[SOURCE PASSAGE]:
========================================

WASHINGTON — The Senate, in a cliff-hanging early morning vote today, approved a revised budget package that would deny Social Security recipients next year's benefit increase and President Reagan the after-inflation hike in defense spending he had sought.
California Republican Pete Wilson, hospitalized for an emergency appendectomy performed on Wednesday, was rushed to the Senate chamber by ambulance and from his wheelchair cast the vote that threw the issue into a 49-49 tie. Vice President George Bush, having interrupted an official trip and flown back to Washington from Phoenix Thursday, broke the tie with a vote for the revised package.
Shortly before the vote, Senate Majority Leader Bob Dole (R-Kan.) said: "This is the moment of truth, this is it." He warned that, if the package is defeated, "we only lose the vote. The American people lose confidence in the United States Senate."
Administration officials said that Reagan had agreed to the revised proposal, despite the fact that last week he had branded the one-year military spending freeze voted by the Senate "an irresponsible act." It would limit growth in the military budget to the rate of inflation rather than to the 3% after-inflation increase that Reagan had earlier acceded to.
The new package would cut an estimated $56 billion from a 1986 federal deficit projected to approach $230 billion. Over three years, it would save $295 billion, leaving a deficit estimated at $104 billion in 1988.
The final vote capped three weeks of debate in which the Republican-controlled Senate rejected many aspects of the original GOP plan: deep domestic spending cuts and the elimination of almost 20 popular federal programs, combined with the boost in military spending. The Democratic House has yet to act on its budget package, which probably will have to be reconciled with the Senate version in a conference committee.
Some Programs Saved
Under the revised proposal, at least partial funding was restored for many of the programs that had been marked for extinction. Among them were the Job Corps, Amtrak and the Small Business Administration.
However, the proposal would terminate a total of 13 government programs, including a variety of economic development activities and general revenue sharing for local governments.
Although some money was restored to transportation programs, it was unclear whether the package resurrected the fund from which Los Angeles hopes to finance its proposed Metro Rail system.
The package trimmed guaranteed student loans by $200 million, a relatively small cut that is not expected to have much impact on the availability of student aid. Also discarded was a proposed annual limit on the amount of aid a student could receive.
The Senate spent much of Thursday voting on amendments to the original package. Behind the scenes, however, Republican leaders were hastily making deals with members whose votes they needed.
Reagan, still on a European trip, reportedly lobbied by telephone with senators from both political parties.
The package, sweetened with additional aid to farmers, won some Democratic votes also. Nebraska's Democratic Sen. Edward Zorinsky, before voting for the package, had told reporters that he was "leaning toward" it. "Up to now, my concern was that agriculture was taking a disproportionate share of the cuts," he said.
Republican negotiators had agreed to restore $3.5 billion in funds to farm programs, including aid that does not appear in the budget, such as loan guarantees and giveaways of government-owned grain to foreign purchasers of U.S. produce.
Some in GOP Balking
But Republicans failed to sway some of their own members. Sen. Alfonse M. D'Amato (R-N.Y.) had vowed to vote against any package that would cut Social Security and did. Sen. Paula Hawkins of Florida also voted against the package.

========================================

[COMPLETE THE FOLLOWING]:
**a.** Repeat the part of the budget article that opens with the words containing "Reagan, still on" and closes with "of U.S. produce.", substituting "phone" for "telephone".
**b.** Answer these questions from the budget article:
(i) Who broke the 49-49 tie?
(ii) How much in funds did Republican negotiators agree to restore to farm programs?
(iii) By how much did the package trim guaranteed student loans?
Rely only on the budget article above.

[STUDY MATERIAL]:
========================================

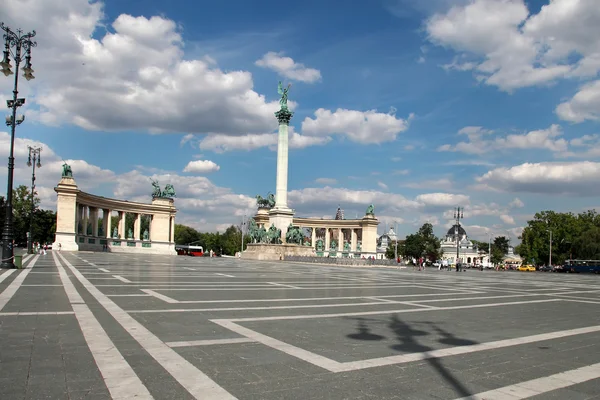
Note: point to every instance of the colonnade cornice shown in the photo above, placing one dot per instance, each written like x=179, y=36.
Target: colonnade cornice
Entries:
x=101, y=202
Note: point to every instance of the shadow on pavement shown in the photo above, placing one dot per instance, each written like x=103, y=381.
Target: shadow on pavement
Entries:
x=407, y=338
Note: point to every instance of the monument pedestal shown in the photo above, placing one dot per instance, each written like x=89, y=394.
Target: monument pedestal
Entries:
x=66, y=206
x=282, y=218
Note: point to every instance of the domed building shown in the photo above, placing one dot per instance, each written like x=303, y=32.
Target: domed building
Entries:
x=467, y=251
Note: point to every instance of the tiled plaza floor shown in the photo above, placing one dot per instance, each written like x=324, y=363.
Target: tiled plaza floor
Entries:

========================================

[SOLVED PROBLEMS]:
**a.**
Reagan, still on a European trip, reportedly lobbied by phone with senators from both political parties.
The package, sweetened with additional aid to farmers, won some Democratic votes also. Nebraska's Democratic Sen. Edward Zorinsky, before voting for the package, had told reporters that he was "leaning toward" it. "Up to now, my concern was that agriculture was taking a disproportionate share of the cuts," he said.
Republican negotiators had agreed to restore $3.5 billion in funds to farm programs, including aid that does not appear in the budget, such as loan guarantees and giveaways of government-owned grain to foreign purchasers of U.S. produce.

**b.**
(i) Vice President George Bush
(ii) $3.5 billion
(iii) $200 million